◆ **REQUIRED WORK**
1. Duplicate the passage on cyber threats to confidentiality and integrity between "Cybersecurity professionals are" and "as legitimate users.", inclusive.
2. In the passage on cyber threats to confidentiality and integrity, what does integrity mean?
3. Take the passage on cyber threats to confidentiality and integrity further, picking up after its last sentence.

◆ **EXCERPT PROVIDED**
━━━━━━━━

Cybersecurity professionals are taught to uphold and protect CIA, yet most of history’s high-profile cyber incidents succeed when they target and compromise one of these three points: confidentiality. Incidents from Target to Equifax to the Office of Personnel Management to Facebook have all represented some breach of confidentiality, in which information that was supposed to be protected was improperly disclosed. How breaches of confidentiality usually occur also implicate the ‘A,’ authenticity when hackers hide their identities or masquerade as legitimate users.

But not as much attention—at least not on a macro level—is paid to cyber threats against integrity (the ‘I’ in CIA). Integrity means that recorded electronic information has not been altered or manipulated without authorization since its moment of origin. The data could be log files, financial figures, or the content of an email—really anything that is assumed to be legitimate but may, in fact, not be. Under the principle of integrity, we want to know—to trust—that the information in question has not been changed without permission.

━━━━━━━━

◆ **PROVIDED DATA**
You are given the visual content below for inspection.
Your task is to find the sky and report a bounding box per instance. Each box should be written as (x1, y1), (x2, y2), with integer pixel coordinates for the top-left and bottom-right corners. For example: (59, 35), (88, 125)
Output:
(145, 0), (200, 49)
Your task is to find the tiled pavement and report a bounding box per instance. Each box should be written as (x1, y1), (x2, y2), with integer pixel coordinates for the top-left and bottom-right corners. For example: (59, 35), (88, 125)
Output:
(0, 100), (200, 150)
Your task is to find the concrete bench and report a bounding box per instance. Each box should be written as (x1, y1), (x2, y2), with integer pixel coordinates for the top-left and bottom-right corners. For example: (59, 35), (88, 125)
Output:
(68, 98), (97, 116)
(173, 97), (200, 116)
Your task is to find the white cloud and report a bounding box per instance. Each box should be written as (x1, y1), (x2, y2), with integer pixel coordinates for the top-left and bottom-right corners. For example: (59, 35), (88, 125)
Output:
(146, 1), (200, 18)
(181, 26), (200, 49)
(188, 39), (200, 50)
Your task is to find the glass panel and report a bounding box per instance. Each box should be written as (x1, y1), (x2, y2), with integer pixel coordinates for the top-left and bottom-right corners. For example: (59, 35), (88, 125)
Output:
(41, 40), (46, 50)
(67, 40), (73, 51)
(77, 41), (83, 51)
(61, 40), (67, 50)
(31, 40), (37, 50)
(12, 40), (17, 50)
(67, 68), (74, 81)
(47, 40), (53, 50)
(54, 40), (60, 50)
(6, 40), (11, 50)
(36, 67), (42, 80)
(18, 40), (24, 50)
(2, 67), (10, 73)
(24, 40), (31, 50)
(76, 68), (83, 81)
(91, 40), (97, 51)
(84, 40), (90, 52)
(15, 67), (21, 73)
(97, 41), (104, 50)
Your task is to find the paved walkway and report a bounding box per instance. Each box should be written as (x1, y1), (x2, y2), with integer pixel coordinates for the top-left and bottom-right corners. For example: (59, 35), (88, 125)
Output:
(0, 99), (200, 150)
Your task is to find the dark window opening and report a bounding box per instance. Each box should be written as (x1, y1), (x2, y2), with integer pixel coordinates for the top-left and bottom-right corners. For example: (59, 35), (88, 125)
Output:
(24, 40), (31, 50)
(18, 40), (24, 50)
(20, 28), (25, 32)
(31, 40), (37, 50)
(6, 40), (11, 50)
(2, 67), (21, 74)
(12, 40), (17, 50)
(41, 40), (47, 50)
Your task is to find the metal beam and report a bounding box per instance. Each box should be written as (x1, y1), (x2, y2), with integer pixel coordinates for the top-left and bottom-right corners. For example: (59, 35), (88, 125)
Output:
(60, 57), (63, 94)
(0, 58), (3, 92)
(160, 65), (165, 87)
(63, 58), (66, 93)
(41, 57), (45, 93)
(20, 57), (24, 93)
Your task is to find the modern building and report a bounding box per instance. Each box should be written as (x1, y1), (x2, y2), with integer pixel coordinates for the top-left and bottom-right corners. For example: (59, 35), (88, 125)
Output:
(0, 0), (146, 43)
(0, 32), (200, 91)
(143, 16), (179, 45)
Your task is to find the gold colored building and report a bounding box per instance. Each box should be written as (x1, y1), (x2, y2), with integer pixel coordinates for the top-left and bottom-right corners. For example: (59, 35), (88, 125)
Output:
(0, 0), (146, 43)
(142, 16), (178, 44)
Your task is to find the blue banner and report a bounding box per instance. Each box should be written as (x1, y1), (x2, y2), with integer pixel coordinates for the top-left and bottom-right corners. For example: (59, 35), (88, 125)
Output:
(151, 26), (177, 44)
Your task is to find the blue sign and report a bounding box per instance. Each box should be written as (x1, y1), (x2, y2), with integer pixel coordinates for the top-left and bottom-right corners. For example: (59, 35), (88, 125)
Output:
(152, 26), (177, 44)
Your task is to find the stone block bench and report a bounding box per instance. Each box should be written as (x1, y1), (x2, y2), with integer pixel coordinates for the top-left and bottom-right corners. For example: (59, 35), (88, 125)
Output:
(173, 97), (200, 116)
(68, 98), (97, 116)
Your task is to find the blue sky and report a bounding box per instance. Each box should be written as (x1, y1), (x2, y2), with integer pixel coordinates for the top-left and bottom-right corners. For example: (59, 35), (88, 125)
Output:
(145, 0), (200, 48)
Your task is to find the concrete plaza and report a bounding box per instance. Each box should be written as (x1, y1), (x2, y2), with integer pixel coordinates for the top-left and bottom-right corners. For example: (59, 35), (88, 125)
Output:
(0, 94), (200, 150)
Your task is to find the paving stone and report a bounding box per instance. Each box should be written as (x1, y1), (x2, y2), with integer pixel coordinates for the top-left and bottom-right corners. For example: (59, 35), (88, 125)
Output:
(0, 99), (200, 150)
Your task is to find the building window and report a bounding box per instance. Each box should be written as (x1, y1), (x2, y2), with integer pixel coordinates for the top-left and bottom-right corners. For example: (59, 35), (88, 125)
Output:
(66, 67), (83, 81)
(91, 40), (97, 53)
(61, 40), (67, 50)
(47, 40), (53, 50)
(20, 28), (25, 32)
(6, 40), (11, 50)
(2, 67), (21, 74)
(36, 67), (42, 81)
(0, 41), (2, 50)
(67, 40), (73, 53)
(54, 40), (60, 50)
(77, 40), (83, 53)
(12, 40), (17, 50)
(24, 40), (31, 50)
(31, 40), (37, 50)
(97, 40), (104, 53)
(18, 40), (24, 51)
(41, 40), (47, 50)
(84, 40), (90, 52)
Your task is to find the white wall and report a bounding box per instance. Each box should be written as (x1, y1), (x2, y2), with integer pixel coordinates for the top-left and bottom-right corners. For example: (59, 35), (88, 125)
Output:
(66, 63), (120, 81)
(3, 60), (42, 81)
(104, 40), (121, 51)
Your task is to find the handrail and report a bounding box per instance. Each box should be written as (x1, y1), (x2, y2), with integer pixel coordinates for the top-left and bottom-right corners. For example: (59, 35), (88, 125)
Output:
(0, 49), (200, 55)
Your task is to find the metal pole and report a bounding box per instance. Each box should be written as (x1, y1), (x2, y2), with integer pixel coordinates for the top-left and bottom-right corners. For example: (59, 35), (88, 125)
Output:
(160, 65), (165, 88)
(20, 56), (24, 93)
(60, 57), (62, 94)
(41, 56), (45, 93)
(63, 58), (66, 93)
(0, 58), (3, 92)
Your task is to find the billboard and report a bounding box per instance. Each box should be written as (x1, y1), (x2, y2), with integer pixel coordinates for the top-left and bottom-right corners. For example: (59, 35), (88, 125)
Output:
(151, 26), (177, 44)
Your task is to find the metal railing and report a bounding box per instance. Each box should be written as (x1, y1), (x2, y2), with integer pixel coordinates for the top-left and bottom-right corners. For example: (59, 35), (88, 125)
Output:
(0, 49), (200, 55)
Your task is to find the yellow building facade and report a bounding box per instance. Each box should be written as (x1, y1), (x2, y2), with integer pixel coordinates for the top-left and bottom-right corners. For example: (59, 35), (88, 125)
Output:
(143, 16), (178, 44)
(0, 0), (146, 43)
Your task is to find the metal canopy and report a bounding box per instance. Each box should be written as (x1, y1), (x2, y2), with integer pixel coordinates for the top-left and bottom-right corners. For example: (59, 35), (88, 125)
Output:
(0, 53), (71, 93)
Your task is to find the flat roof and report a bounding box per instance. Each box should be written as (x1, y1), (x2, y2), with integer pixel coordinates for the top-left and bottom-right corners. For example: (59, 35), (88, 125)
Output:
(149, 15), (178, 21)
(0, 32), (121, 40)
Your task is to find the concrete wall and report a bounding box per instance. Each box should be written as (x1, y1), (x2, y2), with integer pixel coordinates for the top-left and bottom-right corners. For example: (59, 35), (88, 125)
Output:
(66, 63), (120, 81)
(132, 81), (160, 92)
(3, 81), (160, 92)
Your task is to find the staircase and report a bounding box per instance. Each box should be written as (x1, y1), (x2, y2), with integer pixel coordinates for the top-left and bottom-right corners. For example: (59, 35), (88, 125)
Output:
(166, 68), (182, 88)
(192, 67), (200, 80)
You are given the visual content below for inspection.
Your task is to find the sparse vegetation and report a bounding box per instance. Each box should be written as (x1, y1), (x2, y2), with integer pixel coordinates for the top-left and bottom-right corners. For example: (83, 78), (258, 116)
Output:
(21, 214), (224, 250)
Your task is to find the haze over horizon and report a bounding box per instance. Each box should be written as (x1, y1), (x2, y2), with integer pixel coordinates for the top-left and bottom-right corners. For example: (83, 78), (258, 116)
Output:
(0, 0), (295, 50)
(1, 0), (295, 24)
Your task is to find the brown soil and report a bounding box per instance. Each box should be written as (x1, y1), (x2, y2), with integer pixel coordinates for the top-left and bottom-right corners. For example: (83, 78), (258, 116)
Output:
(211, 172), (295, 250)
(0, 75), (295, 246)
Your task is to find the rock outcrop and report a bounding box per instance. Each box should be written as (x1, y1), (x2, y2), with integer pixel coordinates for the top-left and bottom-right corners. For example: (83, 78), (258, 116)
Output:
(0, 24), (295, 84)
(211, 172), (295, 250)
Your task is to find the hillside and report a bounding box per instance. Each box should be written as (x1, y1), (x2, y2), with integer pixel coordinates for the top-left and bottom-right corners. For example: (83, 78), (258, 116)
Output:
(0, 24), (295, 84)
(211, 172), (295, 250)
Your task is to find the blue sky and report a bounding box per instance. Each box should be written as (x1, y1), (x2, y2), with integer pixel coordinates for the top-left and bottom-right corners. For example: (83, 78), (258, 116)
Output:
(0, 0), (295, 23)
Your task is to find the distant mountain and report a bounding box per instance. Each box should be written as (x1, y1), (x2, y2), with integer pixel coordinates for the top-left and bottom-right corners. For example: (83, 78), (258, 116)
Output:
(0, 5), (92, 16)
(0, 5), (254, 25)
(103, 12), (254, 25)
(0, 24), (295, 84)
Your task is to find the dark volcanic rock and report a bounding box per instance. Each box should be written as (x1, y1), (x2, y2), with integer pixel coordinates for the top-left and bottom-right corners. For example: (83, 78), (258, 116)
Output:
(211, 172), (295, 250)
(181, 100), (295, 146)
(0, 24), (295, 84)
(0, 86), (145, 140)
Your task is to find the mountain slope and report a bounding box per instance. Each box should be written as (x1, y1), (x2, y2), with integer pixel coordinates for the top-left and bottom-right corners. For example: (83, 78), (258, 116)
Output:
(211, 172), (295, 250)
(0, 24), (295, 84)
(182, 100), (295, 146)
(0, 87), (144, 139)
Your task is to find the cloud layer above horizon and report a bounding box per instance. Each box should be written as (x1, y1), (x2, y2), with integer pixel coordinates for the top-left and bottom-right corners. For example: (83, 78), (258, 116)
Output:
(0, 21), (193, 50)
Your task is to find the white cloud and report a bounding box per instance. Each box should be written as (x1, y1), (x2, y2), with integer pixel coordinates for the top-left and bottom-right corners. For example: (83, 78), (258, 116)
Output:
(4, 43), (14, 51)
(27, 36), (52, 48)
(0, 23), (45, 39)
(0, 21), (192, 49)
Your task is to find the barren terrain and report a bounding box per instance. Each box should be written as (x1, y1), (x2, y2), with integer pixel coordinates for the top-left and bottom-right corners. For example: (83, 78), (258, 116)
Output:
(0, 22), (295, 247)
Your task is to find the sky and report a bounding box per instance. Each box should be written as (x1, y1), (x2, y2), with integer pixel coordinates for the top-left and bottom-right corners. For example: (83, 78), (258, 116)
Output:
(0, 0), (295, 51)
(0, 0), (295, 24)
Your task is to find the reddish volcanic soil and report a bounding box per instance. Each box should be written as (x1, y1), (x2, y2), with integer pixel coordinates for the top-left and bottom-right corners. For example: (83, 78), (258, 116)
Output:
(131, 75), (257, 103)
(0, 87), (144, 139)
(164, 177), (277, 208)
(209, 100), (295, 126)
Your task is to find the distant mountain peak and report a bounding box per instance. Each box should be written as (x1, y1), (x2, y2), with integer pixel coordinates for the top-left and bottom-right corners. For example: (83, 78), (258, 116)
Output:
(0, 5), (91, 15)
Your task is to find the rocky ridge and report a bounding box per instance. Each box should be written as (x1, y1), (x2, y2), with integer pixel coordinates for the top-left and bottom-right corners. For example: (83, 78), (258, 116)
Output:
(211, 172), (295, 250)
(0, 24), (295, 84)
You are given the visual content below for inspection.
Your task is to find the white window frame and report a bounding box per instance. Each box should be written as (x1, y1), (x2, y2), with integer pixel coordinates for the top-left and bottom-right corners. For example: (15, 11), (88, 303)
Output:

━━━━━━━━

◆ **TASK RESPONSES**
1.
Cybersecurity professionals are taught to uphold and protect CIA, yet most of history’s high-profile cyber incidents succeed when they target and compromise one of these three points: confidentiality. Incidents from Target to Equifax to the Office of Personnel Management to Facebook have all represented some breach of confidentiality, in which information that was supposed to be protected was improperly disclosed. How breaches of confidentiality usually occur also implicate the ‘A,’ authenticity when hackers hide their identities or masquerade as legitimate users.

2. Integrity means that recorded electronic information has not been altered or manipulated without authorization since its moment of origin.

3.
The Stuxnet cyber weapon, launched against an Iranian nuclear enrichment facility in Natanz, manipulated system data to hide the attack from plant operators. In addition to disabling alarms, the code transmitted false data to make it look like the plant was operating normally. (It wasn’t: the cyber weapon was spinning the facility’s centrifuges faster than they should have been, which ultimately damaged the devices and delayed Iran’s nuclear development program.)

Going forward, we’re going to see an increase in such attacks against data itself—attacks that compromise integrity. I might see a fraudulent charge on my debit card, or a company may suddenly find alterations in their ledgers. An intelligence agency may find out their phone interceptions were under manipulation, or a prosecutor may no longer be able to reliably present phone call records in a courtroom.

As critical infrastructure becomes increasingly connected—from hospital networks to traffic grids to server farms—attacks that manipulate data itself will become increasingly viable for malicious actors looking to disrupt any number of systems. We must ask ourselves: What happens when intelligence agencies cannot trust the integrity of their intel from the field? What happens when banks cannot trust the integrity of a transaction? What happens when live feeds from an electrical grid sensor are undependable? And so on.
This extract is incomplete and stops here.